> [OBJECTIVE] Reproduce the items from their start through the line containing "point(404, 190)", both included, requests and all, and shift each coordinate in the answers by adding 125 to it.

+++ MATERIAL SUPPLIED

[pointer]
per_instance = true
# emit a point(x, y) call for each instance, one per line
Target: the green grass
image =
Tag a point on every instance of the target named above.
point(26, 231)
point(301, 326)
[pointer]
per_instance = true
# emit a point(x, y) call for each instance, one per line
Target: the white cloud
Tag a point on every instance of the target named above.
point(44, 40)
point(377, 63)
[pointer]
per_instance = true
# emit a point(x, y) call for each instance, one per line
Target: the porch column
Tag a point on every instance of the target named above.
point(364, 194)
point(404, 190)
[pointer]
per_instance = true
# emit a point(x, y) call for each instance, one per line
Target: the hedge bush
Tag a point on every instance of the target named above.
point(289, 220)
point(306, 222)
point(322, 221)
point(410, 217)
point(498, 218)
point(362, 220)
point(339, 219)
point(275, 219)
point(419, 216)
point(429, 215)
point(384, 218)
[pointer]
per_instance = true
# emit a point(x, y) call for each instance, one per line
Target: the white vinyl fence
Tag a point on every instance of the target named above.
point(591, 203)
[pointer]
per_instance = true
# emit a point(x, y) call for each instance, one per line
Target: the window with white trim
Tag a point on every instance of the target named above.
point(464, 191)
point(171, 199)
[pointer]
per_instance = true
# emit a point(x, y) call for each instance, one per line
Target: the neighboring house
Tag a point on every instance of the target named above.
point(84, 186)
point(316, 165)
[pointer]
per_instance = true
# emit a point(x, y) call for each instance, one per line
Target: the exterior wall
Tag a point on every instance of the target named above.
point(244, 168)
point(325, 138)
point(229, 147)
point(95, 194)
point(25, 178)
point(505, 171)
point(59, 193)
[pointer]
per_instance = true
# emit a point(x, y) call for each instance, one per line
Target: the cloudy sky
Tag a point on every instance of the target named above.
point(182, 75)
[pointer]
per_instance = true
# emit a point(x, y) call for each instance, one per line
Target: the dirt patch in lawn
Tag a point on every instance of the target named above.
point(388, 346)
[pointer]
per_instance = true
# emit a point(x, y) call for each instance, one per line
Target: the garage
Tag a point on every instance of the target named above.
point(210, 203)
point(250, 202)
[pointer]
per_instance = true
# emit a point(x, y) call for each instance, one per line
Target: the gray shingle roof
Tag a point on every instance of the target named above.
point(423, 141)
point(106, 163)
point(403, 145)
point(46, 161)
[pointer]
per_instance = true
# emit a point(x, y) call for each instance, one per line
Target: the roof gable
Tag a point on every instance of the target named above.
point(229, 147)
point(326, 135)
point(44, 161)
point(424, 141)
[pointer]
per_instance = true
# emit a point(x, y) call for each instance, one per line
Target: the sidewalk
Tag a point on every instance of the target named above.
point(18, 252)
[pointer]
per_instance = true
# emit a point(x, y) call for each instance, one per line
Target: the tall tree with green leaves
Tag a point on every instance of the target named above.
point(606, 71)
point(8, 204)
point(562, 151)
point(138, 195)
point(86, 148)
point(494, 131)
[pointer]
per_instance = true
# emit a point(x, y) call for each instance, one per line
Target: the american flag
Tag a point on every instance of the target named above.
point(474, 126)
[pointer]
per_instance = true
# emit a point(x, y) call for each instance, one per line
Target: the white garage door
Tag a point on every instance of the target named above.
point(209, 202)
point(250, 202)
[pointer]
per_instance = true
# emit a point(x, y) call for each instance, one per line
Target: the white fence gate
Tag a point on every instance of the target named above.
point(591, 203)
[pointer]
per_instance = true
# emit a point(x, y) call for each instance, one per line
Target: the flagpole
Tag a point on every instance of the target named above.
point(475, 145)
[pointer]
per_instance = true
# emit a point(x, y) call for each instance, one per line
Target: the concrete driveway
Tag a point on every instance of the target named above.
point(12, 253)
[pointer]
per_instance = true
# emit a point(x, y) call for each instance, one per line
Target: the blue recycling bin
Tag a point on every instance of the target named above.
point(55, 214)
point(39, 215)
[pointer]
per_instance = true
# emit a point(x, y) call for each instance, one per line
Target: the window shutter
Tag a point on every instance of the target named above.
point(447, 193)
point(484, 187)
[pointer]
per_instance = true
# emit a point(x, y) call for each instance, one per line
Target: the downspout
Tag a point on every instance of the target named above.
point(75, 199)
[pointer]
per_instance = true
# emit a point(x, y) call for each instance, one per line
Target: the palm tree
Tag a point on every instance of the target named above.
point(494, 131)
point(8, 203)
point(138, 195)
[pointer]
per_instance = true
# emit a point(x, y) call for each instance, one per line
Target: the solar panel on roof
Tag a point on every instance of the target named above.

++++++

> [TASK SOLUTION]
[pointer]
per_instance = true
# emit a point(x, y) call for each instance, one per line
Target: the green grass
image =
Tag a point on every instance of the target named above.
point(151, 356)
point(426, 451)
[pointer]
per_instance = true
# emit a point(x, y) call for each instance, one per line
Target: the white cloud
Tag a point on every instance of the target named above.
point(169, 165)
point(502, 188)
[pointer]
per_instance = true
# emit a point(x, y) call for each instance, one per line
Target: the porch column
Tag a point on every instance of the target named above.
point(489, 319)
point(529, 315)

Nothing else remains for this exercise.